Written task
Rewrite every one of these records with "one point per instance" swapped for "a single point for each instance" and everything else left the same. Leave the pictures out of your answer.

|---|

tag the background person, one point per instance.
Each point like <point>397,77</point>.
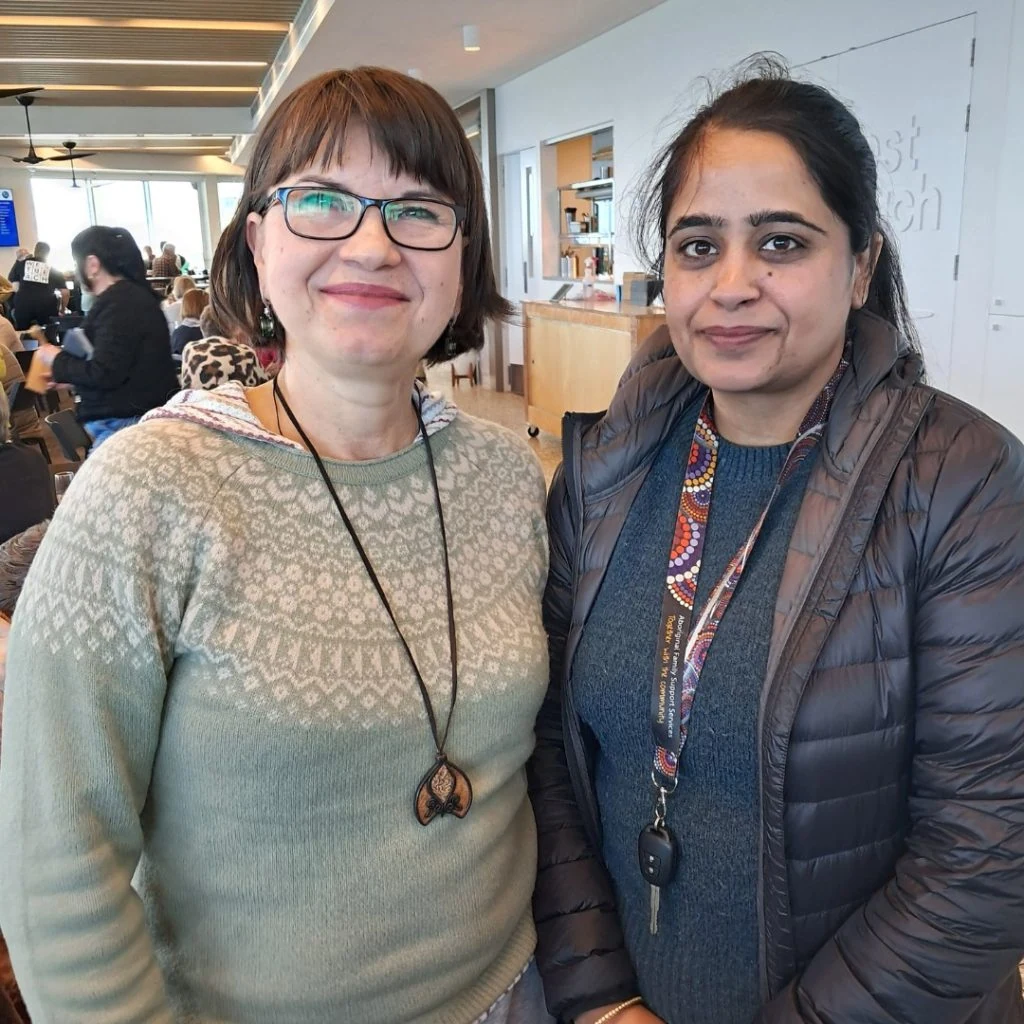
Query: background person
<point>131,370</point>
<point>189,329</point>
<point>41,290</point>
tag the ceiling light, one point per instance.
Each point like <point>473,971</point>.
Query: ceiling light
<point>127,61</point>
<point>140,88</point>
<point>57,22</point>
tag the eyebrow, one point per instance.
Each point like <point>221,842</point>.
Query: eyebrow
<point>421,193</point>
<point>755,220</point>
<point>782,217</point>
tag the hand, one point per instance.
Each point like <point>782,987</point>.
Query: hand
<point>46,353</point>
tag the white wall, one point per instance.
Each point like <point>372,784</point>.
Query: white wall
<point>641,77</point>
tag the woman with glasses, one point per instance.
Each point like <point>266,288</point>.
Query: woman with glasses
<point>282,653</point>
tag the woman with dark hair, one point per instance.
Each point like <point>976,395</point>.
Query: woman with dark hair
<point>130,370</point>
<point>779,774</point>
<point>302,709</point>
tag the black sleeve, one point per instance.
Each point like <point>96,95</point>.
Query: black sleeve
<point>581,951</point>
<point>114,334</point>
<point>948,927</point>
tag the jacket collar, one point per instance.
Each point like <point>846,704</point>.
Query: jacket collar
<point>655,388</point>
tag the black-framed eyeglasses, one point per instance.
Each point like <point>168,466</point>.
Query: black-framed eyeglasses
<point>331,215</point>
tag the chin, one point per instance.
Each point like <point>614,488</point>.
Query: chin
<point>752,372</point>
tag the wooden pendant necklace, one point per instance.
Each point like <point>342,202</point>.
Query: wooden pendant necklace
<point>445,787</point>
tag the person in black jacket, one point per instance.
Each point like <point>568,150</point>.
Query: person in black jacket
<point>785,612</point>
<point>131,370</point>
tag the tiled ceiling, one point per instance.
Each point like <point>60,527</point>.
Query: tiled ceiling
<point>140,30</point>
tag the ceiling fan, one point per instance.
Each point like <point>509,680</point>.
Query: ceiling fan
<point>33,158</point>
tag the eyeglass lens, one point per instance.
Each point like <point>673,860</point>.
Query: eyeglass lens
<point>419,223</point>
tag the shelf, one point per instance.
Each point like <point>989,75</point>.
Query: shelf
<point>594,184</point>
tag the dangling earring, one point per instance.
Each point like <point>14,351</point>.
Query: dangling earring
<point>451,345</point>
<point>267,323</point>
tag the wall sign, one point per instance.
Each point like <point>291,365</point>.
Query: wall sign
<point>8,222</point>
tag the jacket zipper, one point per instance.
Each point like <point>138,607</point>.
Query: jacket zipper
<point>570,723</point>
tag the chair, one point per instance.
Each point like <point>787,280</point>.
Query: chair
<point>70,433</point>
<point>19,399</point>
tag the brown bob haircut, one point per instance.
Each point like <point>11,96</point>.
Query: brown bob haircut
<point>194,302</point>
<point>409,123</point>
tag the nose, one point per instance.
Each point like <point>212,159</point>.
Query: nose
<point>736,279</point>
<point>370,246</point>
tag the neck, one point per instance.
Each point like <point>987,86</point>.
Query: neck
<point>349,420</point>
<point>760,419</point>
<point>101,282</point>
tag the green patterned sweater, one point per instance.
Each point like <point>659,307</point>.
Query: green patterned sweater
<point>212,738</point>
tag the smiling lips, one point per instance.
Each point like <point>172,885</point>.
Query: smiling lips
<point>366,296</point>
<point>735,337</point>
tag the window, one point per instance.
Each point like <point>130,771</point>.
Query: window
<point>152,211</point>
<point>175,217</point>
<point>122,204</point>
<point>60,213</point>
<point>228,197</point>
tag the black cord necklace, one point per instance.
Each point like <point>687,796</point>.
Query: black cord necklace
<point>445,787</point>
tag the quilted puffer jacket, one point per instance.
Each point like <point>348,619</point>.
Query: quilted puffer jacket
<point>892,713</point>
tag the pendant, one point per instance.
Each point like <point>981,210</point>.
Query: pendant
<point>444,790</point>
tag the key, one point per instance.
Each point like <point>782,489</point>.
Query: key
<point>656,851</point>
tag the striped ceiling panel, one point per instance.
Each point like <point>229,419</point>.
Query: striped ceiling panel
<point>137,43</point>
<point>250,10</point>
<point>52,76</point>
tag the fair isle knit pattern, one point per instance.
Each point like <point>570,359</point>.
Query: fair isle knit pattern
<point>202,683</point>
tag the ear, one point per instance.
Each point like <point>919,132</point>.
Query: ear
<point>864,264</point>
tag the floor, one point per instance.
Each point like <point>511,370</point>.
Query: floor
<point>499,407</point>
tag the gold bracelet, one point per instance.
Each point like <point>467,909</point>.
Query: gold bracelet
<point>615,1011</point>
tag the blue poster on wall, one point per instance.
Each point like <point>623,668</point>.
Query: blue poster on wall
<point>8,222</point>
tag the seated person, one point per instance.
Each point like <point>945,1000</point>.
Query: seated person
<point>6,300</point>
<point>166,264</point>
<point>9,338</point>
<point>25,481</point>
<point>26,420</point>
<point>131,370</point>
<point>193,304</point>
<point>42,291</point>
<point>212,361</point>
<point>172,307</point>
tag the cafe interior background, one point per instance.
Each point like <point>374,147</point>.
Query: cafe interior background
<point>564,103</point>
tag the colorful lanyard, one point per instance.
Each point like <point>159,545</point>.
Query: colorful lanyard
<point>683,650</point>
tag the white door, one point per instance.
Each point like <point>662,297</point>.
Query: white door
<point>911,94</point>
<point>1001,387</point>
<point>520,242</point>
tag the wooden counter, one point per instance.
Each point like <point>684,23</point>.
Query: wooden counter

|---|

Answer to the task
tag the background person, a single point for each instance.
Each point like <point>397,77</point>.
Query: background person
<point>131,370</point>
<point>189,329</point>
<point>41,290</point>
tag the ceiling light, a single point for each instance.
Each point like <point>473,971</point>.
Query: ceiling light
<point>127,61</point>
<point>140,88</point>
<point>57,22</point>
tag the eyebrow, a single point for each instance.
Each point like <point>221,842</point>.
Query: eyebrow
<point>421,193</point>
<point>755,220</point>
<point>782,217</point>
tag the hand, a single point for each instance.
Each point like <point>782,987</point>.
Query: hand
<point>46,353</point>
tag the white wall, a single point for each instance.
Each point like <point>372,784</point>.
Query: white wall
<point>641,77</point>
tag the woman with glasses, a single point for each instance.
Each point like <point>266,288</point>.
Query: woman with glasses
<point>282,653</point>
tag the woman with dark hair, a single point for each instance.
Each point like <point>976,395</point>.
Query: woman with dark hair
<point>130,370</point>
<point>779,774</point>
<point>302,709</point>
tag the black sleeve, a single point for each instance.
Each point like <point>96,95</point>.
Query: black sleeve
<point>581,951</point>
<point>114,334</point>
<point>948,927</point>
tag the jacket collar, a single point for each instance.
Each point like <point>846,704</point>.
Query: jacket collar
<point>655,388</point>
tag the black-framed eyeglasses, a single point for each instance.
Each point like <point>168,466</point>.
Query: black-framed eyeglasses
<point>331,215</point>
tag the chin, a single point for each instance.
Each point like <point>614,488</point>.
Query: chin
<point>752,372</point>
tag the wooden pendant necklace, a single point for each instance.
Each point like <point>342,202</point>.
Query: wooden pendant necklace
<point>445,787</point>
tag the person in black jacket, a single point for each instance.
Each point like <point>568,150</point>.
Query: person in black jacket
<point>785,612</point>
<point>131,370</point>
tag the tiled ceiling, a single point for each instance.
Each point like <point>60,527</point>.
Query: tiled ceiling
<point>140,30</point>
tag the ceiling fan, a single point for each instance.
Each point like <point>509,680</point>.
Query: ceiling fan
<point>33,158</point>
tag the eyeglass lens, a single point for each instance.
Each point like <point>673,860</point>.
Query: eyeglass lens
<point>419,223</point>
tag the shelf, a single point for each instance.
Each point like <point>989,75</point>.
Query: shelf
<point>594,184</point>
tag the dangling earring, a single point for each instance.
Each point like <point>14,351</point>.
Query: dangling earring
<point>451,345</point>
<point>267,323</point>
tag the wall sign, a single point for each instance.
Each point like <point>291,365</point>.
Query: wall sign
<point>8,222</point>
tag the jacket zipper, a single point for each instance.
Each point like <point>138,607</point>.
Query: jacket zipper
<point>570,723</point>
tag the chair, a single point for each instance.
Each point like <point>787,280</point>.
Query: chair
<point>70,433</point>
<point>19,399</point>
tag the brown bob haircut, a single point for each instance.
Each point like <point>11,96</point>.
Query: brown bob haircut
<point>194,302</point>
<point>409,123</point>
tag the nose, a single point for each instance.
Each point like <point>212,159</point>.
Query: nose
<point>736,279</point>
<point>370,246</point>
tag the neck, a single point for each instance.
Each point like <point>987,86</point>.
Query: neck
<point>349,420</point>
<point>760,419</point>
<point>101,282</point>
tag the green patterned sweater, a single point for each instance.
Each point like <point>659,307</point>.
Query: green patterned sweater
<point>212,738</point>
tag the smiling lips, a single point for each instance.
Each point like <point>172,885</point>.
Query: smiling lips
<point>366,296</point>
<point>735,337</point>
tag the window, a single point for each instance.
Each point like <point>130,771</point>.
Query: window
<point>152,211</point>
<point>175,217</point>
<point>122,204</point>
<point>60,213</point>
<point>228,197</point>
tag the black cord necklace, a single point for each instance.
Each point like <point>687,796</point>.
Query: black cord necklace
<point>445,787</point>
tag the quilted puffer jacket, a single point for each instance.
Each point like <point>348,619</point>.
Query: quilted puffer jacket
<point>892,713</point>
tag the pendant, a single point for each instance.
Each point like <point>981,210</point>.
Query: pendant
<point>444,790</point>
tag the key, a single point for each instance.
Each point like <point>782,489</point>.
Query: key
<point>656,851</point>
tag the striped ceiling panel, a single point for each instance.
Each point like <point>229,419</point>.
Query: striped ceiling panel
<point>137,43</point>
<point>250,10</point>
<point>52,76</point>
tag the fair isle knit pattern, a single point for each instance.
Each point like <point>570,359</point>.
Query: fair isle knit pattern
<point>202,683</point>
tag the ear, a single point for each instance.
Each point like <point>919,132</point>.
Query: ear
<point>864,264</point>
tag the floor, a single point for each instance.
Each point like <point>511,370</point>.
Query: floor
<point>499,407</point>
tag the gold bracelet, a single point for each instance.
Each point like <point>467,909</point>.
Query: gold bracelet
<point>615,1011</point>
tag the blue poster on wall, a single point for each instance.
Each point like <point>623,668</point>.
Query: blue poster on wall
<point>8,222</point>
tag the seated person, a single point for each instance.
Each point like <point>945,1000</point>.
Query: seated person
<point>6,300</point>
<point>166,264</point>
<point>9,338</point>
<point>25,481</point>
<point>26,420</point>
<point>131,370</point>
<point>193,304</point>
<point>42,291</point>
<point>212,361</point>
<point>172,307</point>
tag the cafe interior background, a single point for each instance.
Each point like <point>374,147</point>.
Query: cafe interior background
<point>564,103</point>
tag the colorful lanyard, a single point for each instance.
Each point like <point>159,545</point>.
Query: colorful lanyard
<point>683,650</point>
tag the white door, a single point for each instance.
Each point like <point>662,297</point>.
Query: white door
<point>911,94</point>
<point>1001,387</point>
<point>520,242</point>
tag the wooden counter, a single point for each instance.
Each point like <point>684,23</point>.
Query: wooden counter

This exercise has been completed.